Lastly, patients completed the VFQ-25 questionnaire which served as the endpoint for patient-reported overall visual health. Following these assessments, no additional study-related follow-up was done or required by the patients. Patients had visual acuity, IOP, and OCT as part of their clinical visit and this data was obtained through the electronic health record for the study.

A similar MDS study was conducted on 20 healthy eyes (Squires et al, in submission), ie, eyes with vision 20/30 or better, minimal cataracts, and without any macular pathology. The MDS test was conducted on eyes pre-dilation and post-dilation. The undilated eyes are referred to as controls from hereon and are used in this study to compare to the eyes with dry AMD and eAMD.

Statistical Analysis

Microsoft Excel and R (version 2.2.1) were used for all the statistical analyses. Table 1 displays this study population’s characteristics as means with the sample standard deviation.

**RECORDS**
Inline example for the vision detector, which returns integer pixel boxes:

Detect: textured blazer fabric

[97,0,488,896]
==
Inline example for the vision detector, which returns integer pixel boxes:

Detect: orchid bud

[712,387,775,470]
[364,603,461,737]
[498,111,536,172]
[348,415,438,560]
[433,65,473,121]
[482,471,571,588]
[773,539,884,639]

**REQUIREMENT A**
From the passage on the macular degeneration study, extract everything from "A similar MDS" down to "AMD and eAMD.".
**REQUIREMENT B**
Write the next part of the passage on the macular degeneration study, picking up after its last sentence.

**ANSWER A**
A similar MDS study was conducted on 20 healthy eyes (Squires et al, in submission), ie, eyes with vision 20/30 or better, minimal cataracts, and without any macular pathology. The MDS test was conducted on eyes pre-dilation and post-dilation. The undilated eyes are referred to as controls from hereon and are used in this study to compare to the eyes with dry AMD and eAMD.

**ANSWER B**
Table 1 Patient Demographics and Baseline Characteristics

Baseline differences were established among 3 sets of eyes: eAMD, dry AMD, and controls (n = 20 for each set) in Table 2. ANOVA or a 2-sample t-test was utilized to establish differences among the 3 sets for quantitative descriptive characteristics (LogMAR BCVA, intraocular pressure (IOP), and central foveal thickness (CFT) established via OCT imaging). Table 2 also displays characteristics of the eyes with eAMD and dry AMD at two different time points—the patient’s initial eAMD diagnosis date at Northwestern’s ophthalmology clinic and the visit most recent to the MDS assessment. It delineates how the AMD eyes have changed throughout the patients’ treatments. The differences between the initial and most recent visits for these sets of eyes were established using paired t-testing.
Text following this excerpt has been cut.